■ **Exercise prompt**: Extend the 1888 newspaper text on the Whitechapel murders and the East End Jews, beginning directly after its last sentence.

■ **Text passage**:
<<<<
Friday, 12 October 1888
There are not wanting signs of a deliberate attempt to connect the Jews with the Whitechapel murders. A butcher writes to a contemporary to suggest that the character of the incisions is such that they were made by a butcher, and thence he jumps to the conclusion that it was a Jewish butcher, a trade rival exclusively employed by Jews. Now we have made it our business to ascertain whether this could be. Dr. Gordon Browne, the City Divisional Surgeon, to whom the City detectives submitted the body and to whom the knives used by the Jewish slaughterers have also been shown, has authorised us to state that he is thoroughly satisfied that none of the knives have been used. We may add that the Jewish slaughterers are a very small, learned and respectable number of persons whom nobody acquainted with them would suspect. As a make weight the report has been thrown in that the murderer wrote on the wall in a neighbouring street "Shall the Jews be blamed for nothing?" But if this inscription ever existed, if it had reference to the murders, if it was the work of the murderer, it was written to throw the public off the scent, not to put them on. The peculiar horror entertained by Jews of any mutilation of the human body after death is either unknown to, or concealed by, the theorists. To us it seems wrong for respectable newspapers to lend their columns to such suggestions, which are the work of ignorance if not of malice. We observe with satisfaction that the more ably conducted journals refrain from reproducing them.
THE CITY MURDER. - We are authorised by Dr. Gordon Browne, the City Divisional Surgeon, to state, with reference to a suggestion that the City and Whitechapel murders were the work of a Jewish slaughterer, that he has examined the knives used by the Jewish slaughterers, all of which have been submitted to him by the City Detectives, and he is thoroughly satisfied that none of them could have been used.
TO THE EDITOR OF THE "JEWISH CHRONICLE".
Sir, - The time has now arrived when something should be done to ameliorate the condition of the distressed foreign Jews in the East End of London. The amount of immorality daily growing among the women is a blot on our community at large.
>>>>
■ **Supplied information**:
<<<<
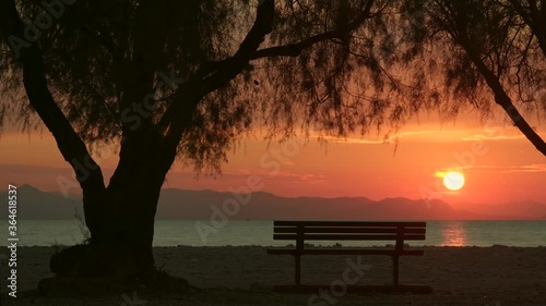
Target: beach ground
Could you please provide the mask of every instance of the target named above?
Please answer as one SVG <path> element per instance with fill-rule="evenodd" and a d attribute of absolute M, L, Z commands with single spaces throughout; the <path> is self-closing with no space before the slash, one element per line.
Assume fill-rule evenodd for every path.
<path fill-rule="evenodd" d="M 294 282 L 290 256 L 268 255 L 261 246 L 156 247 L 157 266 L 200 290 L 176 297 L 134 292 L 98 297 L 41 297 L 40 279 L 55 247 L 17 248 L 17 297 L 7 295 L 2 254 L 2 305 L 541 305 L 546 306 L 546 247 L 424 247 L 425 256 L 401 258 L 402 283 L 426 284 L 429 295 L 344 294 L 351 271 L 357 284 L 389 284 L 389 257 L 304 256 L 302 283 L 334 284 L 322 295 L 274 293 Z M 355 268 L 360 267 L 360 269 Z"/>

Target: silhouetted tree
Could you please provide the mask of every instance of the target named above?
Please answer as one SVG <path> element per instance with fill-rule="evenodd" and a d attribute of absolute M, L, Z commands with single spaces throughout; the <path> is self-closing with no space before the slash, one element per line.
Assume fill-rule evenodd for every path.
<path fill-rule="evenodd" d="M 546 143 L 521 109 L 538 119 L 546 111 L 546 3 L 536 0 L 423 1 L 426 28 L 448 91 L 490 113 L 484 87 L 538 151 Z M 440 56 L 442 54 L 442 56 Z M 439 57 L 440 56 L 440 57 Z M 449 103 L 456 112 L 460 105 Z M 518 107 L 517 107 L 518 106 Z M 518 110 L 520 108 L 520 110 Z"/>
<path fill-rule="evenodd" d="M 92 235 L 83 255 L 64 253 L 74 271 L 54 270 L 153 271 L 154 216 L 177 157 L 214 172 L 252 126 L 345 136 L 431 108 L 435 95 L 413 99 L 418 75 L 387 73 L 418 53 L 404 37 L 392 48 L 390 25 L 405 15 L 390 4 L 1 0 L 0 122 L 28 131 L 41 119 L 74 169 Z M 414 29 L 412 42 L 425 38 Z M 104 146 L 119 148 L 108 184 L 90 154 Z"/>

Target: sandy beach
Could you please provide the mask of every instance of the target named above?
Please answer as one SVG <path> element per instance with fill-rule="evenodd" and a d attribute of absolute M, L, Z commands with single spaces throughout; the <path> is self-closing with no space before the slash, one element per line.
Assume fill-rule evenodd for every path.
<path fill-rule="evenodd" d="M 427 284 L 430 295 L 344 294 L 310 299 L 311 294 L 281 294 L 271 289 L 292 284 L 293 259 L 268 255 L 265 247 L 157 247 L 157 267 L 203 290 L 180 298 L 138 295 L 93 298 L 40 297 L 40 279 L 54 247 L 17 249 L 17 298 L 7 295 L 7 249 L 2 249 L 2 305 L 542 305 L 546 306 L 546 247 L 424 247 L 425 256 L 402 257 L 401 282 Z M 389 284 L 391 260 L 383 256 L 308 256 L 302 283 L 330 284 L 351 265 L 368 268 L 358 284 Z M 139 304 L 140 303 L 140 304 Z M 145 304 L 143 304 L 145 303 Z"/>

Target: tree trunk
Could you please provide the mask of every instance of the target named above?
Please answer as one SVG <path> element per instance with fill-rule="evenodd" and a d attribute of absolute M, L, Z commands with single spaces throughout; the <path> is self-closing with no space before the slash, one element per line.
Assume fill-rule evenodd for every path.
<path fill-rule="evenodd" d="M 50 268 L 57 276 L 133 277 L 155 271 L 154 219 L 166 172 L 123 164 L 120 161 L 103 196 L 84 199 L 84 206 L 100 205 L 106 210 L 86 216 L 87 222 L 95 224 L 88 245 L 51 257 Z"/>

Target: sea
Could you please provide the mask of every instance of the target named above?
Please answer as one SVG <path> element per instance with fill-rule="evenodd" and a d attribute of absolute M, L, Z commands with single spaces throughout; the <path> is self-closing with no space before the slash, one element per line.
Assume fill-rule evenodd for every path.
<path fill-rule="evenodd" d="M 20 246 L 74 245 L 82 243 L 85 227 L 78 220 L 17 220 Z M 0 238 L 9 238 L 8 221 L 0 220 Z M 116 233 L 111 233 L 116 235 Z M 313 243 L 312 241 L 310 243 Z M 317 242 L 332 245 L 336 242 Z M 346 246 L 381 246 L 393 242 L 340 242 Z M 156 220 L 154 246 L 283 246 L 287 241 L 273 240 L 271 220 Z M 427 221 L 425 241 L 415 246 L 546 246 L 546 221 Z"/>

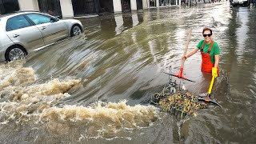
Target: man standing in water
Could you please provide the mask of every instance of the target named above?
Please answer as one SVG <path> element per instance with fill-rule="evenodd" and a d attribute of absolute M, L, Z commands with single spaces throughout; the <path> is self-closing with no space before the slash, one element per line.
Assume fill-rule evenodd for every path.
<path fill-rule="evenodd" d="M 202 35 L 204 40 L 201 40 L 192 51 L 183 55 L 182 59 L 188 58 L 200 50 L 202 54 L 201 70 L 202 72 L 212 73 L 212 76 L 217 78 L 219 74 L 219 46 L 216 42 L 211 39 L 212 30 L 210 28 L 204 28 L 202 30 Z"/>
>>>>
■ **Task output**:
This matter ought at once be taken up and thoroughly investigated by the Council of the United Synagogue.
I should suggest that a committee be formed equally of ladies and gentlemen to carry out an enquiry upon the same principle and procedure as in the House of Commons, to make a report and advise the best ways and means to remedy the existing evil. The expense of this Committee to obtain necessary information would, I am sure, be willingly defrayed (if not by the Council) by many city men as anxious as I am to be able to pass though Liverpool Street and other parts of London without witnessing the degradation of their sisters. I would willingly act as Honorary Secretary to such a Committee and give the services of a clerk free of expense.
Yours obediently,
MICHAEL ZEFFERTT.
12, Clifton Gardens, Maida Vale, W.; October 7th, 1888.
Dr. Bloch, Member of the Austrian Reichsrath, in communicating to the Standard correspondent in Vienna certain facts which may throw a new light on the Whitechapel murders, refers incidentally to the Ritter case. Dr. Bloch speaks of an old superstition still rife in parts of Germany, that the light thrown from "thieve's candles" or "soporific candles," which are made from certain organs in the female body, will send those on whom it falls into a deep sleep, and thereby become a valuable instrument for thieves. At the trial of the Ritters in Galicia, the prevalence among thieves of the superstition was alluded to by the Public Prosecutor. But the Court preferred harping on another alleged superstition of a ritual character among the Jews of Galicia, which, however, was shown to be a pure invention of the Judenhetze. Dr. Bloch was for ten years a Chief Rabbi in Galicia, and has made the superstitions of that province his special study.